(Task details)
Only one stretch of the material below is wanted: everything from the line containing "Target: small window on tower" down to the line containing "Target: teal front door", both ends included. Repeat it exactly and skip the pictures.

• • •

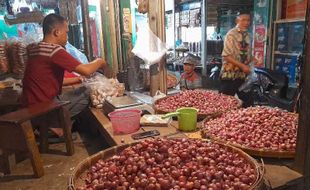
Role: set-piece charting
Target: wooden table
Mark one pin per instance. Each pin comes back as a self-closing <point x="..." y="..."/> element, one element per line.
<point x="114" y="139"/>
<point x="8" y="100"/>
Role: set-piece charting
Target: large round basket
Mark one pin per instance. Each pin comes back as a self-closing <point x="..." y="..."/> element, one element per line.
<point x="79" y="174"/>
<point x="199" y="116"/>
<point x="251" y="151"/>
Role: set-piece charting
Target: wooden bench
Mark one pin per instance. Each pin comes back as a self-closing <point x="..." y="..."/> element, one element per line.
<point x="16" y="133"/>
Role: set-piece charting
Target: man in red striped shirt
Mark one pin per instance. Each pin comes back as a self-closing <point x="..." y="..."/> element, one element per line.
<point x="47" y="62"/>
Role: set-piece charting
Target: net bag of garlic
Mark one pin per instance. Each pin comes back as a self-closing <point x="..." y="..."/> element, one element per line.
<point x="102" y="88"/>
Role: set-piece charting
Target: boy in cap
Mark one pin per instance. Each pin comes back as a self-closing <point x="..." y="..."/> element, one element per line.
<point x="190" y="79"/>
<point x="236" y="57"/>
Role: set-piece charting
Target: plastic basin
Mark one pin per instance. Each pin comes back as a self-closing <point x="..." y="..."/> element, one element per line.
<point x="125" y="121"/>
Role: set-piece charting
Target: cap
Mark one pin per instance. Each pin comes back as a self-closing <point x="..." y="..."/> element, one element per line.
<point x="191" y="59"/>
<point x="244" y="12"/>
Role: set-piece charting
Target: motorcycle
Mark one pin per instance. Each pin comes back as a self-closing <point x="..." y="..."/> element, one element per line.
<point x="271" y="88"/>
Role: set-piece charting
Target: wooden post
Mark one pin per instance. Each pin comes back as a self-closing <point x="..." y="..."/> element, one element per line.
<point x="34" y="154"/>
<point x="157" y="25"/>
<point x="302" y="159"/>
<point x="86" y="30"/>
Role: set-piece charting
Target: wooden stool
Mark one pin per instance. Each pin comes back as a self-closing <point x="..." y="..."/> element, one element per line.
<point x="16" y="133"/>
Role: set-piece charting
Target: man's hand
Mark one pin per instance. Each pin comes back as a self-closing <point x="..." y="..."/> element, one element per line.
<point x="245" y="68"/>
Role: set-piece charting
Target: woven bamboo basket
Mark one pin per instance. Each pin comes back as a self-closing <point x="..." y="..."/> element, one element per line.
<point x="252" y="151"/>
<point x="199" y="116"/>
<point x="79" y="174"/>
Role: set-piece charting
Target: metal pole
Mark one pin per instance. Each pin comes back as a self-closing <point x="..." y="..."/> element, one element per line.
<point x="174" y="32"/>
<point x="204" y="37"/>
<point x="86" y="29"/>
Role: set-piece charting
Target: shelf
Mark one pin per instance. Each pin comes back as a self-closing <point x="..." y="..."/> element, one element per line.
<point x="289" y="20"/>
<point x="284" y="53"/>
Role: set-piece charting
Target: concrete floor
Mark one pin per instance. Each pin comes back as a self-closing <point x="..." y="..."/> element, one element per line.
<point x="57" y="166"/>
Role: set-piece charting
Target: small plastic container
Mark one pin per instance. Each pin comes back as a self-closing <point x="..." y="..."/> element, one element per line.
<point x="125" y="121"/>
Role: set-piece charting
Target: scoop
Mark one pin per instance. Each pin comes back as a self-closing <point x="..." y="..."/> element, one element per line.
<point x="187" y="118"/>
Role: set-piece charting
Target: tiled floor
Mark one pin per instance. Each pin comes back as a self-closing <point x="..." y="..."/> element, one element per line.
<point x="57" y="166"/>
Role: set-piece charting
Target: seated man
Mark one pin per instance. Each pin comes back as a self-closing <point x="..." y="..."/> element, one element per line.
<point x="190" y="79"/>
<point x="44" y="74"/>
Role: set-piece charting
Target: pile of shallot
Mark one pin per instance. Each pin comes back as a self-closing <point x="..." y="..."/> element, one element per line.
<point x="208" y="102"/>
<point x="257" y="128"/>
<point x="173" y="164"/>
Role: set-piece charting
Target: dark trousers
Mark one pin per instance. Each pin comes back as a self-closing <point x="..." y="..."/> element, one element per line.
<point x="230" y="87"/>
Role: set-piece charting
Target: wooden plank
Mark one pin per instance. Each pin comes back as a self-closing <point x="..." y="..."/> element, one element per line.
<point x="31" y="112"/>
<point x="65" y="123"/>
<point x="86" y="30"/>
<point x="156" y="22"/>
<point x="115" y="139"/>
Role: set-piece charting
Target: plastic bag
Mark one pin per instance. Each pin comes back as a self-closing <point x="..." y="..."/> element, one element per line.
<point x="250" y="80"/>
<point x="76" y="53"/>
<point x="158" y="95"/>
<point x="148" y="46"/>
<point x="102" y="88"/>
<point x="4" y="63"/>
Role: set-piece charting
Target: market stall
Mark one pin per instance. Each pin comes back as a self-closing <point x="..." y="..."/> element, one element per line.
<point x="191" y="139"/>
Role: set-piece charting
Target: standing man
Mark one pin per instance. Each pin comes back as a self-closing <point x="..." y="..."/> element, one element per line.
<point x="48" y="59"/>
<point x="236" y="57"/>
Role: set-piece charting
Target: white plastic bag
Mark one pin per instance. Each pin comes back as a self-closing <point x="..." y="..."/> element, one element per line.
<point x="148" y="46"/>
<point x="102" y="88"/>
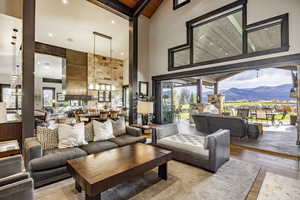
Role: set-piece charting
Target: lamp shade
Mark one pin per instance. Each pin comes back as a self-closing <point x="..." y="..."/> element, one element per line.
<point x="145" y="107"/>
<point x="2" y="113"/>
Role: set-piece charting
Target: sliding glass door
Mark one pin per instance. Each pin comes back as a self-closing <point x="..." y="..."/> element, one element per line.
<point x="166" y="98"/>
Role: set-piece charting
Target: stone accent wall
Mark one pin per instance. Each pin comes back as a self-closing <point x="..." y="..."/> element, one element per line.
<point x="108" y="71"/>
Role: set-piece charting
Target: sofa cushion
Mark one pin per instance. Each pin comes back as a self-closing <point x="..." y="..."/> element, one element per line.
<point x="89" y="132"/>
<point x="102" y="130"/>
<point x="95" y="147"/>
<point x="119" y="127"/>
<point x="71" y="136"/>
<point x="166" y="131"/>
<point x="127" y="139"/>
<point x="55" y="158"/>
<point x="188" y="143"/>
<point x="47" y="137"/>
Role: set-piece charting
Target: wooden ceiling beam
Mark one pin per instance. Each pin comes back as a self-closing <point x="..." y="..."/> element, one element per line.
<point x="115" y="7"/>
<point x="140" y="6"/>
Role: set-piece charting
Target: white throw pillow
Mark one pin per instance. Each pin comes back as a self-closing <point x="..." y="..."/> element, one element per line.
<point x="102" y="131"/>
<point x="71" y="136"/>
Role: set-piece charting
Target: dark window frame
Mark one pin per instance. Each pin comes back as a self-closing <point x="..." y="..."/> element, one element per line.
<point x="105" y="96"/>
<point x="221" y="12"/>
<point x="54" y="96"/>
<point x="176" y="5"/>
<point x="16" y="97"/>
<point x="125" y="87"/>
<point x="140" y="87"/>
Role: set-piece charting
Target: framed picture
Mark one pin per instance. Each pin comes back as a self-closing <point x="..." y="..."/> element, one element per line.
<point x="60" y="97"/>
<point x="143" y="88"/>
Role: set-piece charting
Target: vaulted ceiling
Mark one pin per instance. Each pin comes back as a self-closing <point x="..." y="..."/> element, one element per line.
<point x="128" y="7"/>
<point x="149" y="10"/>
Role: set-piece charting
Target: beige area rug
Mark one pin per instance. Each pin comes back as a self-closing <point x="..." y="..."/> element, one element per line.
<point x="277" y="187"/>
<point x="233" y="181"/>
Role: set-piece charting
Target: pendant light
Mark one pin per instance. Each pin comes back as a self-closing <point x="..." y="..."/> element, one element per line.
<point x="93" y="85"/>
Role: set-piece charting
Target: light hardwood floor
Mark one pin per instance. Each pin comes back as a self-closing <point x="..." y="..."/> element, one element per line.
<point x="269" y="163"/>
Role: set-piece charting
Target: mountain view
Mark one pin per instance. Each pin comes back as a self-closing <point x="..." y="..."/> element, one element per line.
<point x="263" y="93"/>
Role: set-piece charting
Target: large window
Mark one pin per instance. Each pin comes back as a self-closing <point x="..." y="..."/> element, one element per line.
<point x="48" y="97"/>
<point x="218" y="39"/>
<point x="224" y="35"/>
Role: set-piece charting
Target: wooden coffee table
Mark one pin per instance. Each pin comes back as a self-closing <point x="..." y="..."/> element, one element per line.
<point x="99" y="172"/>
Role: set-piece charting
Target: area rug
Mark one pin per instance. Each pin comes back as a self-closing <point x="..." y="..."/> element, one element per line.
<point x="233" y="181"/>
<point x="276" y="187"/>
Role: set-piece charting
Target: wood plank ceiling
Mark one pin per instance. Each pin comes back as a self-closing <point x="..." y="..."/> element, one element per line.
<point x="149" y="10"/>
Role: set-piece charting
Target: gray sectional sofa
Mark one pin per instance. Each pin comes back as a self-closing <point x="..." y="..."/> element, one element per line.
<point x="239" y="128"/>
<point x="47" y="166"/>
<point x="209" y="152"/>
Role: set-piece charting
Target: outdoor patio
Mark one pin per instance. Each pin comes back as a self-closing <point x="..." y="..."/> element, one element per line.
<point x="279" y="139"/>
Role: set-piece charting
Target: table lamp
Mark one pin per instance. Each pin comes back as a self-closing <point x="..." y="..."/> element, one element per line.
<point x="2" y="113"/>
<point x="145" y="108"/>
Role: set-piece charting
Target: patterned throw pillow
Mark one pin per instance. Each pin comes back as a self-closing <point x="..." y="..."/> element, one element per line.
<point x="89" y="132"/>
<point x="119" y="127"/>
<point x="47" y="137"/>
<point x="102" y="131"/>
<point x="71" y="136"/>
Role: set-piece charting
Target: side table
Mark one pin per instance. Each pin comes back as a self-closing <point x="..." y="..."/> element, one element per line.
<point x="144" y="128"/>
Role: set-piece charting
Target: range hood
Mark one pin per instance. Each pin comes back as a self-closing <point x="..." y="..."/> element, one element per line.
<point x="75" y="73"/>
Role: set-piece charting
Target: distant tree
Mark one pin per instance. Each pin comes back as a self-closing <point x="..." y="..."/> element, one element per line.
<point x="175" y="99"/>
<point x="185" y="93"/>
<point x="182" y="98"/>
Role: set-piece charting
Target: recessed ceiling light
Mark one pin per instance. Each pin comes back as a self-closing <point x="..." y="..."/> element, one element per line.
<point x="70" y="40"/>
<point x="65" y="1"/>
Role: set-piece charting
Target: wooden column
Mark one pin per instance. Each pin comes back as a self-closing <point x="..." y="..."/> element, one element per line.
<point x="28" y="68"/>
<point x="298" y="105"/>
<point x="216" y="87"/>
<point x="133" y="69"/>
<point x="199" y="91"/>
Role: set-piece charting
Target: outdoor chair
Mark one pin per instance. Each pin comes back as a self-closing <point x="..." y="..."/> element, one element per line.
<point x="243" y="113"/>
<point x="261" y="115"/>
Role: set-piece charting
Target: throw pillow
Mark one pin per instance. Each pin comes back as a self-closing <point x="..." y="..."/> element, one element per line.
<point x="89" y="132"/>
<point x="71" y="136"/>
<point x="102" y="131"/>
<point x="47" y="137"/>
<point x="119" y="127"/>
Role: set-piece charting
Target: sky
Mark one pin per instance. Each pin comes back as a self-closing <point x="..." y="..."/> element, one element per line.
<point x="249" y="79"/>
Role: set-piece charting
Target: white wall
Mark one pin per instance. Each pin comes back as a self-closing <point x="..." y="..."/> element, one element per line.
<point x="5" y="78"/>
<point x="143" y="53"/>
<point x="167" y="27"/>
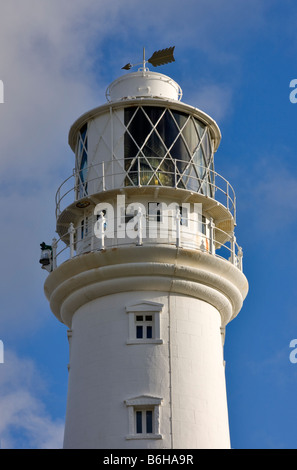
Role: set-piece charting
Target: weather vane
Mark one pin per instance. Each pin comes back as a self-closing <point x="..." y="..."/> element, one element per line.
<point x="164" y="56"/>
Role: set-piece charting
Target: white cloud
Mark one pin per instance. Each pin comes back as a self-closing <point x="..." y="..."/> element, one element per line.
<point x="24" y="421"/>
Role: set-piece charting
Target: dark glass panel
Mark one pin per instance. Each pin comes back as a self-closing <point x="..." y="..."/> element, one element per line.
<point x="149" y="332"/>
<point x="138" y="422"/>
<point x="139" y="331"/>
<point x="149" y="421"/>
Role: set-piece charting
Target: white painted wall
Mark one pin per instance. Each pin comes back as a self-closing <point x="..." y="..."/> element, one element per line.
<point x="186" y="371"/>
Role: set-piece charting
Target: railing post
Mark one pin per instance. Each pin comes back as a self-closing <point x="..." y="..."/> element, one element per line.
<point x="138" y="171"/>
<point x="103" y="177"/>
<point x="177" y="219"/>
<point x="54" y="248"/>
<point x="211" y="227"/>
<point x="102" y="221"/>
<point x="71" y="232"/>
<point x="240" y="257"/>
<point x="175" y="176"/>
<point x="139" y="226"/>
<point x="232" y="242"/>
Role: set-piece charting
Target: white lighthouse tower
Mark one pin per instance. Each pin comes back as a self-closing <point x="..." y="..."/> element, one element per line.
<point x="146" y="273"/>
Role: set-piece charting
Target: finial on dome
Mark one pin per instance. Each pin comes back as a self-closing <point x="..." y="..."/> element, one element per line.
<point x="161" y="57"/>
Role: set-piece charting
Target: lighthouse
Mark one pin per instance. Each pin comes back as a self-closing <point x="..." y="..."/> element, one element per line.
<point x="145" y="270"/>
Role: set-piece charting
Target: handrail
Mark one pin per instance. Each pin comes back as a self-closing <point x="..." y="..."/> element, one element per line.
<point x="106" y="177"/>
<point x="205" y="239"/>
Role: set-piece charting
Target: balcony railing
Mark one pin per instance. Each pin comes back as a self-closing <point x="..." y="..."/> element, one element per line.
<point x="145" y="171"/>
<point x="180" y="233"/>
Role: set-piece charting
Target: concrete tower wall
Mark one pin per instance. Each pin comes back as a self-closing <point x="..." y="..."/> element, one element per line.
<point x="183" y="368"/>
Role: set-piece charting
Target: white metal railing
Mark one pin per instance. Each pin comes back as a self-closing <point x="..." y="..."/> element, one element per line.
<point x="114" y="174"/>
<point x="206" y="238"/>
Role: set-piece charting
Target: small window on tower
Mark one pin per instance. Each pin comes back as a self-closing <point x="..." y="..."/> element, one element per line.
<point x="144" y="323"/>
<point x="144" y="417"/>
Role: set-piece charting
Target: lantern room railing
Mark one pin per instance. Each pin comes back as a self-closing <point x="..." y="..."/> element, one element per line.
<point x="145" y="171"/>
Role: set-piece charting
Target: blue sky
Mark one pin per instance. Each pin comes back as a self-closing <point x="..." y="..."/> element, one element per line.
<point x="235" y="61"/>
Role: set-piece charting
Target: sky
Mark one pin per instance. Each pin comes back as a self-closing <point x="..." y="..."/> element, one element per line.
<point x="234" y="60"/>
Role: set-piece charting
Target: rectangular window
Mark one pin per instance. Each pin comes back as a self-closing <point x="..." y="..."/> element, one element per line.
<point x="155" y="211"/>
<point x="138" y="422"/>
<point x="144" y="326"/>
<point x="144" y="421"/>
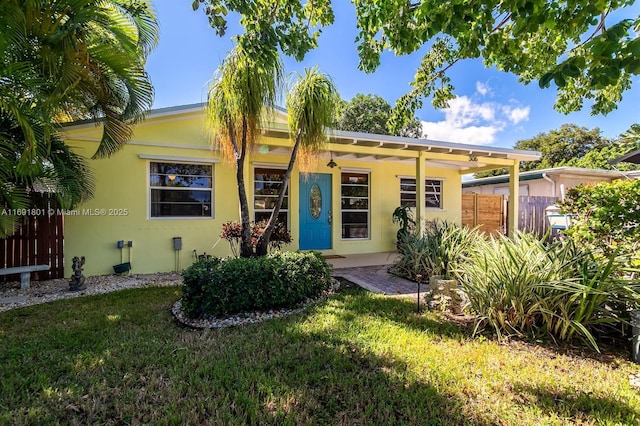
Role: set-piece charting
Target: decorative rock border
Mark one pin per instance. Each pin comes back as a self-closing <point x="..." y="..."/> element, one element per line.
<point x="242" y="318"/>
<point x="12" y="296"/>
<point x="245" y="318"/>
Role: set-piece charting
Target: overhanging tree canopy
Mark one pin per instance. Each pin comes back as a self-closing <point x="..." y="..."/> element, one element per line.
<point x="576" y="45"/>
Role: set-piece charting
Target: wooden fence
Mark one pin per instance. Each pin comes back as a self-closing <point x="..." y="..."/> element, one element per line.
<point x="491" y="213"/>
<point x="484" y="210"/>
<point x="39" y="241"/>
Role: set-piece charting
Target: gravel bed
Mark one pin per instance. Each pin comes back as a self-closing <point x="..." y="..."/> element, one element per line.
<point x="12" y="296"/>
<point x="243" y="318"/>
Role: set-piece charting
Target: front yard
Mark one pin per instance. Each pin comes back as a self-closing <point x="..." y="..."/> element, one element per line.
<point x="354" y="359"/>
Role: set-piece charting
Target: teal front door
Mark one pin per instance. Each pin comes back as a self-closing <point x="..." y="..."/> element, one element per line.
<point x="315" y="211"/>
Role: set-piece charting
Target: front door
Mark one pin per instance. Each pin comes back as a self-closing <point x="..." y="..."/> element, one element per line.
<point x="315" y="211"/>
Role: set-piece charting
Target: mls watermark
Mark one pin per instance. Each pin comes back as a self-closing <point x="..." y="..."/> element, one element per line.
<point x="64" y="212"/>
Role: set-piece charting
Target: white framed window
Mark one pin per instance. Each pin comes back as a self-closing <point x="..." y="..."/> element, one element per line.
<point x="266" y="185"/>
<point x="180" y="190"/>
<point x="354" y="199"/>
<point x="432" y="192"/>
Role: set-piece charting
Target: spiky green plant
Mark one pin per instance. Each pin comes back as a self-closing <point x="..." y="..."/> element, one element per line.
<point x="437" y="251"/>
<point x="523" y="287"/>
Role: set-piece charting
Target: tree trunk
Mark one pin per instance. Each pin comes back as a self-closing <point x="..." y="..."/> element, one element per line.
<point x="246" y="250"/>
<point x="263" y="240"/>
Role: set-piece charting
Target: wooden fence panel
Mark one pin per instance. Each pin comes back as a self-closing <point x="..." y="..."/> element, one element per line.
<point x="485" y="211"/>
<point x="38" y="241"/>
<point x="532" y="216"/>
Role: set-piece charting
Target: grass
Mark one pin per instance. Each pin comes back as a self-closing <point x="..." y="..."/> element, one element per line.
<point x="357" y="358"/>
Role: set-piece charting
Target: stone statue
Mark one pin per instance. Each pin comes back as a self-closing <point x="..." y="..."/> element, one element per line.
<point x="77" y="282"/>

• • •

(Answer for this exercise)
Target: small window on tower
Mark one pin per instance. Each pin comes back as a self-closing <point x="..." y="..."/> element, one element per line.
<point x="144" y="323"/>
<point x="144" y="417"/>
Role: set-piece charting
Target: lantern room railing
Mark one pin per instance. Each pin comes back as a self-closing <point x="..." y="..."/> element, one element per line.
<point x="145" y="171"/>
Role: set-piece charting
Target: blue sky
Mark one pin per instance. Each pin comes back as a self-closing <point x="..." y="..."/> element, one element per line.
<point x="235" y="61"/>
Role: set-piece charting
Target: sky
Mark one pin per instance. Each pin comes back as a self-closing <point x="..." y="..."/> element, one element per line.
<point x="234" y="60"/>
Role: set-piece charting
Target: rectangular window
Mark one pin per instance. Each pin comes back as a self-closing <point x="..." y="..."/> element, one element per line.
<point x="155" y="211"/>
<point x="138" y="422"/>
<point x="144" y="326"/>
<point x="144" y="421"/>
Role: set-piece charting
Target: decorative rock border
Mark one pin per instance. Each pin comes back as a self-closing <point x="..." y="..."/> element, one element per line.
<point x="242" y="318"/>
<point x="12" y="296"/>
<point x="245" y="318"/>
Role: set-piece charting
Target: overhanging tree canopy
Mark one pin per instance. Each pin comes back as a self-closing <point x="..." y="..."/> element, one element per line.
<point x="576" y="45"/>
Role: set-piece charting
Target: wooden fence
Mark one pin per instance. Each pin comes back as a self-closing <point x="..." y="..."/> element, one element per line.
<point x="491" y="213"/>
<point x="484" y="210"/>
<point x="39" y="241"/>
Role: set-piece charting
Target: gravel bed
Mark one pin per instance. Each pin comes back as a self-closing <point x="..." y="..."/> element, one element per line.
<point x="12" y="296"/>
<point x="243" y="318"/>
Role: set-piece charting
Target: front yard
Mark one pin per instance. Each pin comes back as a self-closing <point x="..." y="..."/> element, one element per line.
<point x="354" y="359"/>
Role: set-piece charting
Target: teal front door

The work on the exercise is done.